### TEXT FOR ANALYSIS

*** Block opens ***

I was amused when President Obama said that everyone should learn to code, since while I am guessing that Cook can code, I am pretty sure Obama cannot, so why does he care? And, what does he actually know about coding?

Now, I confess to thinking 30 or 40 years ago, that learning to code helped one learn to think. The students in my AI classes who couldn’t code typically just didn’t get what we were talking about — kind of like the writers who write about AI today.  

I used to say that thinking algorithmically was pretty important for thinking in general. In my undergraduate classes I often had a graduate student play “robot” and told the students in class to give the robot orders. What happened was always pretty funny because the students (who could not code) never really understood that the “robot” couldn’t interpret what they meant. They would tell him or her what to do and they were orders that couldn't be executed because the “robot” took everything quite literally and would just “get stuck” with orders that were imprecise. What anyone who programs learns is that you can’t just say something nonspecific and then hope that a miracle will occur. You have to spell out every step and you have to think about the best way to say those steps. So, coding just enables clear thinking and precise communication.

*** Block closes ***

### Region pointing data
*** Block opens ***

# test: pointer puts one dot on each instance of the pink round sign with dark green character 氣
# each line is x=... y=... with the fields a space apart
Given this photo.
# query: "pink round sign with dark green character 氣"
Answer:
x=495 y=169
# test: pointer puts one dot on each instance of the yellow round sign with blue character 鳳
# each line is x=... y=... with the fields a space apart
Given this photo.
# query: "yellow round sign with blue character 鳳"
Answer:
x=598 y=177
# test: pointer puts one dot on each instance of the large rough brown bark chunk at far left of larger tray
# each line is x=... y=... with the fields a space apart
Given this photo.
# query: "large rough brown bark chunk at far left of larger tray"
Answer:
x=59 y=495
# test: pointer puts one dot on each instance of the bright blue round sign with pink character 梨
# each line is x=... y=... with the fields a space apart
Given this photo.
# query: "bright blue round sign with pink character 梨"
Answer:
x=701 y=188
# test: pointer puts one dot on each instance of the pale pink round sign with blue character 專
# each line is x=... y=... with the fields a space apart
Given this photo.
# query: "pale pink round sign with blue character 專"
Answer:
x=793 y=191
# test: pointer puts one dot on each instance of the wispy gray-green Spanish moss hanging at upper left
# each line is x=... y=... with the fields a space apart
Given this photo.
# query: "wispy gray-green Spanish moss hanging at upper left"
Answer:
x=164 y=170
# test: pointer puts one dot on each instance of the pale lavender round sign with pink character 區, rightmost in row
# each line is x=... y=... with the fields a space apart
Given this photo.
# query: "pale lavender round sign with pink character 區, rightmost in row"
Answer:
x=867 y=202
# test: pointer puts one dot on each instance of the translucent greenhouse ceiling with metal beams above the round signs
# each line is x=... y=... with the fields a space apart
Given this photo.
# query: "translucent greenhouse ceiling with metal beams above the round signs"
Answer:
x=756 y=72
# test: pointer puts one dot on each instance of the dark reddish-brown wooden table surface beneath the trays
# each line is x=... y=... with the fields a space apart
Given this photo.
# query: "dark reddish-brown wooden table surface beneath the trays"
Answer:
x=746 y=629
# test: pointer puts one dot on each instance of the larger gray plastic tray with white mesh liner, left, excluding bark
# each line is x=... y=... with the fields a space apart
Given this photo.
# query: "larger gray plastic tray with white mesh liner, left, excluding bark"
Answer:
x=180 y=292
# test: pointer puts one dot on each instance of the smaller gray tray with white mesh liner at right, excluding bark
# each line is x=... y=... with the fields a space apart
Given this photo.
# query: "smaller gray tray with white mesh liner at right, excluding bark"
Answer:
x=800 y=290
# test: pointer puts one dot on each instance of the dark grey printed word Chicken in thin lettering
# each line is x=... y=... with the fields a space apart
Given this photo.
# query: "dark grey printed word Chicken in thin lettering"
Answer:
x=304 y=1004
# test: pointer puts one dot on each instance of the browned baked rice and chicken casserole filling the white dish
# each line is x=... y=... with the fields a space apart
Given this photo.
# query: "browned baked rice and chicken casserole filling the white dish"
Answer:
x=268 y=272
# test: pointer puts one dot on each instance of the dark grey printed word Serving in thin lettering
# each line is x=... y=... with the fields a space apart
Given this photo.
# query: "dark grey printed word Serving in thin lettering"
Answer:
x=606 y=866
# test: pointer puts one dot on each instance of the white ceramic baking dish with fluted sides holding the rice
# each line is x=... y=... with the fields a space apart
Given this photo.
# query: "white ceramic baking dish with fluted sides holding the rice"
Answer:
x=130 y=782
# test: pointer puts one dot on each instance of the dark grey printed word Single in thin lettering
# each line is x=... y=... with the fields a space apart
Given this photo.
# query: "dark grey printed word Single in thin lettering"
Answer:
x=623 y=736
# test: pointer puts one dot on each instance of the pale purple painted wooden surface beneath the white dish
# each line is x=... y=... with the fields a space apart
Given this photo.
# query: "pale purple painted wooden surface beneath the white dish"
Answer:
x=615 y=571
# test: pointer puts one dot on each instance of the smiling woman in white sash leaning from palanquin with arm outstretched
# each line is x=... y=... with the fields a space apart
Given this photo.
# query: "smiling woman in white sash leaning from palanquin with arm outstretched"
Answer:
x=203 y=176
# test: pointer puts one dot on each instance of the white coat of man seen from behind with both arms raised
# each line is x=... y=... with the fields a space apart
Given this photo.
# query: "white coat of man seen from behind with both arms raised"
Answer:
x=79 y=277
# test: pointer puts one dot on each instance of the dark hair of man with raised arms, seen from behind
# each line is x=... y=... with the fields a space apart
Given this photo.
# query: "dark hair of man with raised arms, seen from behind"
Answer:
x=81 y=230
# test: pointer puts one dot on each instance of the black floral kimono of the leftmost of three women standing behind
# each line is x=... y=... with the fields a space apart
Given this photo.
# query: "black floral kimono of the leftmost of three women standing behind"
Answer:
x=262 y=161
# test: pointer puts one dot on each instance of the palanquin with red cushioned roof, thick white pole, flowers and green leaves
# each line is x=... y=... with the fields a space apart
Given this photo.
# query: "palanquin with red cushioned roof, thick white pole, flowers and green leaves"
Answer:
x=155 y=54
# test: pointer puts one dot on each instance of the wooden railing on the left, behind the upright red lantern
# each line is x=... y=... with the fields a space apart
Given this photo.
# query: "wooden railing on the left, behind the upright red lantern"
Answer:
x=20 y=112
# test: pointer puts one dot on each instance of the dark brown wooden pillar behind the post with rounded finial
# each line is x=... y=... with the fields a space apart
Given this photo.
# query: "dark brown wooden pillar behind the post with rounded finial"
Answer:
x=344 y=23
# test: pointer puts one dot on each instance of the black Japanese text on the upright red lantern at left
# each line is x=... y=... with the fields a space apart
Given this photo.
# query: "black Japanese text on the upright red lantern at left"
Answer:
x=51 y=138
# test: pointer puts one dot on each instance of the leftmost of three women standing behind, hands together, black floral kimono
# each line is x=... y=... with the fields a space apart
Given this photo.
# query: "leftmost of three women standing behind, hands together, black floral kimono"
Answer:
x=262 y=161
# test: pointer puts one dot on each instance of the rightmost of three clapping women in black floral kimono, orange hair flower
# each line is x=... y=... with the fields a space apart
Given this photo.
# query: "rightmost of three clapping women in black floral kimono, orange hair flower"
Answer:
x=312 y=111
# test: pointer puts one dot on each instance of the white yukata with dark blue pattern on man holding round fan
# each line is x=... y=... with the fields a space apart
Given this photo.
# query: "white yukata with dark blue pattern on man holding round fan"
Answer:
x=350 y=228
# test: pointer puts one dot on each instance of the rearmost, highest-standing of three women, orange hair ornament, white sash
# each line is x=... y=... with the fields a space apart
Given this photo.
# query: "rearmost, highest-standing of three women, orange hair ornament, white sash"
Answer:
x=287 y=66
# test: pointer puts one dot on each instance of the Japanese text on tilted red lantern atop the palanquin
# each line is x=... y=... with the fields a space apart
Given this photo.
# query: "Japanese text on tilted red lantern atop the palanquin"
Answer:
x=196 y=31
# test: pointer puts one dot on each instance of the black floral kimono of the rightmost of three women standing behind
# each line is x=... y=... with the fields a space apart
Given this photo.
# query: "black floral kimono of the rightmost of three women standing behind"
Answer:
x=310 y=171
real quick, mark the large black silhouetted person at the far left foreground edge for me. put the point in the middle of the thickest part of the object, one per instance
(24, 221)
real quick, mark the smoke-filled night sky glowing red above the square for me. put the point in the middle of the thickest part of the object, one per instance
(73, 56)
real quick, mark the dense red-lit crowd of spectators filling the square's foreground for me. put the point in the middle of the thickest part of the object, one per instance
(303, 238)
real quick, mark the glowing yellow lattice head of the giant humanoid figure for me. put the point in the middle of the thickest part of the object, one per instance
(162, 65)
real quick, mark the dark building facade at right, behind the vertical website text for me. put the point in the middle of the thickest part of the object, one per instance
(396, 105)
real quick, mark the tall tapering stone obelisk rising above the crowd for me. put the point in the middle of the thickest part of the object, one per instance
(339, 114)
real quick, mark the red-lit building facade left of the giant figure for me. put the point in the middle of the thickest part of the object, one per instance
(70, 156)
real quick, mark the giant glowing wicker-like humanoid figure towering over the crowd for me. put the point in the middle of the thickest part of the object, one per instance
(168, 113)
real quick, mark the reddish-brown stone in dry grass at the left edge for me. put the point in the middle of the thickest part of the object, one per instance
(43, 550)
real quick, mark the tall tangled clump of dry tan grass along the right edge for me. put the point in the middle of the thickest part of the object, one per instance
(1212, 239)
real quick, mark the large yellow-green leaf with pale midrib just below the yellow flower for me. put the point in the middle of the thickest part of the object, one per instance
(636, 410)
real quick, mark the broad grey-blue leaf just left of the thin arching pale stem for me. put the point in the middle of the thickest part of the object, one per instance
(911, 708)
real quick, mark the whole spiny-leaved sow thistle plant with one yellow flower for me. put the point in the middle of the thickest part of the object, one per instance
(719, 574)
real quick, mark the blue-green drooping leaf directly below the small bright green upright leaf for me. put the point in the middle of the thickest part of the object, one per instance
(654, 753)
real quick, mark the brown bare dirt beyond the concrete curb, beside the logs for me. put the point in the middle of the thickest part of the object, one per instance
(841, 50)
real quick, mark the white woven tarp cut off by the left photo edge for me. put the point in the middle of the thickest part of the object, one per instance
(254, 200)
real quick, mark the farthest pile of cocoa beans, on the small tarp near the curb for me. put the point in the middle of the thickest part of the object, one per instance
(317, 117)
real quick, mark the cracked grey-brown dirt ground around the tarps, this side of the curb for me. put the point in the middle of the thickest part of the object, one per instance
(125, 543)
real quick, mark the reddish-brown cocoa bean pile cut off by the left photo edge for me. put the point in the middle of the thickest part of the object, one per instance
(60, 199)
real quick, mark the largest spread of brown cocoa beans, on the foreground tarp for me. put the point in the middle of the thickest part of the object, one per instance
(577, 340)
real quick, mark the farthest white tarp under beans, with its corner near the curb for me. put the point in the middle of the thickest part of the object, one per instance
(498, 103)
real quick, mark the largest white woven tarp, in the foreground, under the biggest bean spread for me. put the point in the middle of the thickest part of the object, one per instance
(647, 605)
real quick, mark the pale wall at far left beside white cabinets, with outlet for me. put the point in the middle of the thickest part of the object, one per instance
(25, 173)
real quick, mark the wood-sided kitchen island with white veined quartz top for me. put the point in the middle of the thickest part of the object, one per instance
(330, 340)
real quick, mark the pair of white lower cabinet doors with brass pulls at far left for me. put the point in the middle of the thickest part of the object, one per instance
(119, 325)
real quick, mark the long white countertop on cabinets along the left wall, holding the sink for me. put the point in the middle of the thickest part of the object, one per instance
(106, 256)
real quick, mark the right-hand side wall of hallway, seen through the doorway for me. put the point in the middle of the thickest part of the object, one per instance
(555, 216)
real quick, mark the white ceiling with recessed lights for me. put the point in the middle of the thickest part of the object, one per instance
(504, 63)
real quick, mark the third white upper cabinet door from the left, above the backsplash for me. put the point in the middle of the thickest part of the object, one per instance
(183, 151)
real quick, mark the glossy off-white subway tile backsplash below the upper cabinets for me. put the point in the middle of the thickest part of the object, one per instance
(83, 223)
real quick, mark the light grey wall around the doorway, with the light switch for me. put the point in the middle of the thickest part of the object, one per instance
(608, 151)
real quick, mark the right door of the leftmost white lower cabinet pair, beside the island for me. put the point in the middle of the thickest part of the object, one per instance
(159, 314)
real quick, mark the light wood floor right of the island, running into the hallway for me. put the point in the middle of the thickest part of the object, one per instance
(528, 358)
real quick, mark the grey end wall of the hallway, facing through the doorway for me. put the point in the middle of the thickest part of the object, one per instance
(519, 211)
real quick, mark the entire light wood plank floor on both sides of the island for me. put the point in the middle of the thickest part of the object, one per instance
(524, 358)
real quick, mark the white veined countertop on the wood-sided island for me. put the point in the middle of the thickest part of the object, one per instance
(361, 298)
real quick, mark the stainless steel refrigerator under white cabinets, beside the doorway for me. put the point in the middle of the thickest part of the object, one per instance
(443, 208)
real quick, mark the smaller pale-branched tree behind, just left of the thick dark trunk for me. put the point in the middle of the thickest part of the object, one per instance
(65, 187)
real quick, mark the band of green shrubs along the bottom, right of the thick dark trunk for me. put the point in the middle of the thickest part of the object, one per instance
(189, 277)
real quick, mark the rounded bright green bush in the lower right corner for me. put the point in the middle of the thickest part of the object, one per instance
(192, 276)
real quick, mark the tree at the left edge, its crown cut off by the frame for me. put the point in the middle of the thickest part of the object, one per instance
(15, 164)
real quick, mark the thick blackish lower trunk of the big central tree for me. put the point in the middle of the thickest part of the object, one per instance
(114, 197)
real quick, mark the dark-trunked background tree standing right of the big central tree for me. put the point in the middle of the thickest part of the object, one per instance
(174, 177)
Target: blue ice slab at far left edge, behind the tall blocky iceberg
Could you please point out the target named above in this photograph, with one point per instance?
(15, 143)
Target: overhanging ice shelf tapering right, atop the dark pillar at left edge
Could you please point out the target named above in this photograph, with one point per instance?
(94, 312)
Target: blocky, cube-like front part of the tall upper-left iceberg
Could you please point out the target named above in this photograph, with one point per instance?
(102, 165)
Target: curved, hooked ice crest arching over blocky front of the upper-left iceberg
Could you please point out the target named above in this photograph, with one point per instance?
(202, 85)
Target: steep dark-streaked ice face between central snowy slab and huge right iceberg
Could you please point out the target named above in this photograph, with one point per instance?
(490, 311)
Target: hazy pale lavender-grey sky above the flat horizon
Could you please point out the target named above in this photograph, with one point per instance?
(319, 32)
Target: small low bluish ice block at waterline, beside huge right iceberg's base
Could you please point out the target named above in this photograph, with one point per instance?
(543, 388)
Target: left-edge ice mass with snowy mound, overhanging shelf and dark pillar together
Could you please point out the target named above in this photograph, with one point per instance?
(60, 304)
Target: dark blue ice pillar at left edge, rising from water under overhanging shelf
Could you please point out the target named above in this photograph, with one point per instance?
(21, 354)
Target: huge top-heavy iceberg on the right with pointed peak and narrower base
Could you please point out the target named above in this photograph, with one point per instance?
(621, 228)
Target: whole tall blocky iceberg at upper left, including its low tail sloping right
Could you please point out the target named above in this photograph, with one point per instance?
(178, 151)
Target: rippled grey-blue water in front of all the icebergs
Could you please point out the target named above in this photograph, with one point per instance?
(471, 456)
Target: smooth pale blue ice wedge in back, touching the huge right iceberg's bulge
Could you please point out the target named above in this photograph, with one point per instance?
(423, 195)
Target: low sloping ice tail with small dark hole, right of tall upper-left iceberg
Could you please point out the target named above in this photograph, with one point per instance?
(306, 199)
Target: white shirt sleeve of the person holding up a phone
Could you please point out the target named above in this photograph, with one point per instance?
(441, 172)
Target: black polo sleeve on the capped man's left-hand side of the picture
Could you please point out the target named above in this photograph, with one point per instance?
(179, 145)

*** Block closes ***

### TASK OBJECTIVE
Translate this sentence from the passage about learning to code into Spanish: "You have to spell out every step and you have to think about the best way to say those steps." None of the items is required here.

### OUTPUT OF THE EXERCISE
Hay que detallar cada paso y hay que pensar en la mejor manera de expresar esos pasos.